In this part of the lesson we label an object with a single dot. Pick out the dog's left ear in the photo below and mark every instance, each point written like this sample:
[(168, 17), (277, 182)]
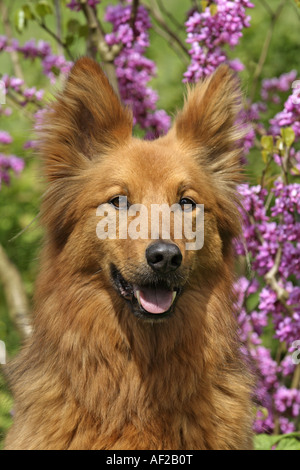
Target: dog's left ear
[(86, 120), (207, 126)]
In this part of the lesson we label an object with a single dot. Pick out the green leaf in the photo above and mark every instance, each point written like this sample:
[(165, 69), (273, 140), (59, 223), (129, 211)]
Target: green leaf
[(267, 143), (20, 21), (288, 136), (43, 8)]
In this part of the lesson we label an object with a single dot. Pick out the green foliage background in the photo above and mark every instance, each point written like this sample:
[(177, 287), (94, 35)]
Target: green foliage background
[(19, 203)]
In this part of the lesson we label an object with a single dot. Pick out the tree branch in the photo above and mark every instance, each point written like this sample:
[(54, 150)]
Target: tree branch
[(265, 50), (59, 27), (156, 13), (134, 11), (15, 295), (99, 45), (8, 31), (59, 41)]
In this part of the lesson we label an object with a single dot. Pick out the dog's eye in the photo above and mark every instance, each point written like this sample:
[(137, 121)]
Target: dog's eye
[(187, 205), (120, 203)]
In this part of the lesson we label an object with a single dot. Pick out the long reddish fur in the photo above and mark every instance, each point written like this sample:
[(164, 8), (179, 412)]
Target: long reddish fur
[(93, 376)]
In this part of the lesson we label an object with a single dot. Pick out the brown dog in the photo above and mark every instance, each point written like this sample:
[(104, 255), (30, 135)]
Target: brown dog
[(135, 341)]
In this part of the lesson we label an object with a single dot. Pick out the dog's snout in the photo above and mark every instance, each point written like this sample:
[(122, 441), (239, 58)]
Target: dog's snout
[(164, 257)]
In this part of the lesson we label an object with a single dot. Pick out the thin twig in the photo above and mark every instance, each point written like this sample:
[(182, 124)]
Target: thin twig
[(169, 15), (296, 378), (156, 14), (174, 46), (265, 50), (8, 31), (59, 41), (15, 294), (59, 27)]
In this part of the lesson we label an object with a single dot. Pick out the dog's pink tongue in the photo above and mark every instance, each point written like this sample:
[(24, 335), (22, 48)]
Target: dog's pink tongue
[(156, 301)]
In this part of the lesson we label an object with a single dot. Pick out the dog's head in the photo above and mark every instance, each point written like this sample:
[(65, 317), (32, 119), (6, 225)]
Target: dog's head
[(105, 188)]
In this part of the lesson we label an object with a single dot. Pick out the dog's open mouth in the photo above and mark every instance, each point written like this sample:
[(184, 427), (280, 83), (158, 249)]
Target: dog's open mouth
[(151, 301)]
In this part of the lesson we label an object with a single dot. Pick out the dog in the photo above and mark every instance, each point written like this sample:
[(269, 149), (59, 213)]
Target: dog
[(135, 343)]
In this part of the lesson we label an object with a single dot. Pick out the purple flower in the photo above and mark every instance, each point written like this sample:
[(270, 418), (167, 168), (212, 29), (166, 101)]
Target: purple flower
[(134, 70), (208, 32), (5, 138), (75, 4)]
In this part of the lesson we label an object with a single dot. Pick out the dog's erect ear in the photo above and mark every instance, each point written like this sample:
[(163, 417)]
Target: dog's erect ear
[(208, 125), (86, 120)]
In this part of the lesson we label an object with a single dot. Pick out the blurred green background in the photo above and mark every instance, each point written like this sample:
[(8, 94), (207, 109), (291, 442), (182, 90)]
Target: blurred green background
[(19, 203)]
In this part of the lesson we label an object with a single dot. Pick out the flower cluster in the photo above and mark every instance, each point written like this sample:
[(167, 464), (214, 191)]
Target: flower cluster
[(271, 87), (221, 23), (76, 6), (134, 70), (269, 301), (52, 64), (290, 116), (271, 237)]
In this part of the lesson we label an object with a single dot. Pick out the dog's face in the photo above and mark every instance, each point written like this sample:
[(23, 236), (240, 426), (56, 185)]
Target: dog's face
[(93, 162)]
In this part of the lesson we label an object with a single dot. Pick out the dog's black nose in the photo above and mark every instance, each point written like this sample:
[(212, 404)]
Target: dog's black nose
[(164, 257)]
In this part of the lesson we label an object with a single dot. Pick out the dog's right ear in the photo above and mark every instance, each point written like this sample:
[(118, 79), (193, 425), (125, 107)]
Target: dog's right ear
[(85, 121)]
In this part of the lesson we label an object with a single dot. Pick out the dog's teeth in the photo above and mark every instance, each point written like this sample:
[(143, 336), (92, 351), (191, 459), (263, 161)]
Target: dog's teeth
########################################
* **EXERCISE DESCRIPTION**: Output nothing but an exact retyping of the material, pictures excluded.

* **ANSWER SPACE**:
In this part of the lesson we label an object with a single dot. Pick out the dog's left ear in the photo below and mark every instance, each point written like this sample:
[(168, 17), (277, 182)]
Target: dog's left ear
[(86, 120), (207, 126)]
In this part of the lesson we label an object with a single dot. Pick out the green leaf in the photo above and mark every instance, each point written like this sample:
[(165, 69), (273, 140), (59, 223), (129, 211)]
Target: green leaf
[(267, 143), (20, 21), (288, 136), (43, 8)]
In this part of the lesson we label an object with a single dot. Pick out the green foliage background in the photo above and mark every instance, each point written like this sample:
[(177, 287), (94, 35)]
Target: green foliage background
[(19, 203)]
In this part of the lesson we label an object with a single dot. Pick out the tree branch in the photo above and mark every instance, each point written like this sample:
[(54, 150)]
Target: tree branch
[(265, 50), (59, 27), (156, 13), (134, 11), (15, 295), (99, 45), (8, 31), (59, 41)]
In this part of the lesson we label an object with a single dot. Pick out the dog's eye in the photo above and mark every instance, each point written like this sample:
[(137, 121)]
Target: dog's eye
[(187, 205), (120, 203)]
In this part of the lesson we label an object with a single dot. Pick out the long reddish fur in the photo above and mark every instance, each point written like this sample:
[(164, 8), (179, 412)]
Target: long reddish fur
[(93, 376)]
In this part of the lesson we label an object with a single dot. Pick out the brown dog in the photo above and mark every instance, each point written like this sample:
[(104, 255), (30, 135)]
Target: brown dog
[(135, 341)]
In this part of the lesson we label an object with a single dot. Pick out the dog's snout in the photo above and mark every instance, each point written like this sample:
[(122, 441), (239, 58)]
Target: dog's snout
[(164, 257)]
In this part of the lesson we label an object with a single dot. Pick out the thin twig in the photo above and mark every instance, each point written like this sample:
[(182, 124)]
Target: thin twig
[(169, 15), (296, 378), (156, 14), (174, 46), (265, 50), (8, 31), (59, 41), (15, 294), (59, 27)]
In this part of the lesson we label an object with a single dot. Pick out the dog's pink tongue in the photo above and mark every instance, each point written like this sample:
[(24, 335), (22, 48)]
Target: dog's pink tongue
[(156, 301)]
In this part of the lesson we label an object with a single dot. Pick out the dog's head in the photo above and mark every instance, each point written like this sample:
[(65, 317), (32, 119), (6, 225)]
Target: dog's head
[(105, 188)]
In this part of the lesson we label an object with a single dot. Pick out the dog's open mouth in the photo above and mark every instance, each point written like this sample:
[(184, 427), (280, 83), (158, 249)]
Target: dog's open mouth
[(151, 301)]
In this part of the lesson we label an object with a single dot. Pick out the dog in the photo above and mark every instance, each point written like this sample:
[(269, 149), (59, 213)]
Target: dog
[(135, 343)]
In this part of the lesson we label an object with a single dot. Pick out the purple flower in the photo above and mark every instance, each point written like this sample:
[(270, 418), (167, 168), (212, 29), (166, 101)]
Target: purple flower
[(134, 70), (208, 32), (5, 138), (75, 4)]
In this part of the lesson we label an object with a single dot. Pick out the dog's erect ear in the photo above and mark every instance, each point written like this sample:
[(163, 417)]
Target: dog's erect ear
[(208, 125), (86, 120)]
In this part of the lesson we label an object with a single dot. Pick out the blurred green background in the photo above and mark every instance, each point written like this sample:
[(8, 94), (207, 109), (291, 442), (182, 90)]
Target: blurred green background
[(19, 203)]
In this part of the lesson we label an object with a single dot. Pick out the flower cluster in the photo above and mark every instance, each point written like this sample:
[(167, 464), (214, 191)]
Target: flower cluster
[(271, 87), (221, 23), (76, 6), (134, 70), (269, 301), (52, 64), (290, 116), (271, 237)]
In this part of the lesson we label an object with a single dot. Pick out the dog's face in the photo above and mark every instance, each point written like this sample:
[(23, 236), (240, 426), (56, 185)]
Target: dog's face
[(93, 162)]
In this part of the lesson we label an object with a single dot. Pick out the dog's black nose in the photo above and mark every instance, each point written like this sample:
[(212, 404)]
Target: dog's black nose
[(164, 257)]
In this part of the lesson we label an object with a single dot. Pick out the dog's right ear in the photo above and mark every instance, each point written like this sample:
[(118, 79), (193, 425), (125, 107)]
Target: dog's right ear
[(85, 121)]
In this part of the lesson we label an object with a single dot. Pick out the dog's teeth in the photo above and mark every instance, each point written like this sample:
[(143, 336), (92, 351), (191, 459), (263, 161)]
Target: dog's teeth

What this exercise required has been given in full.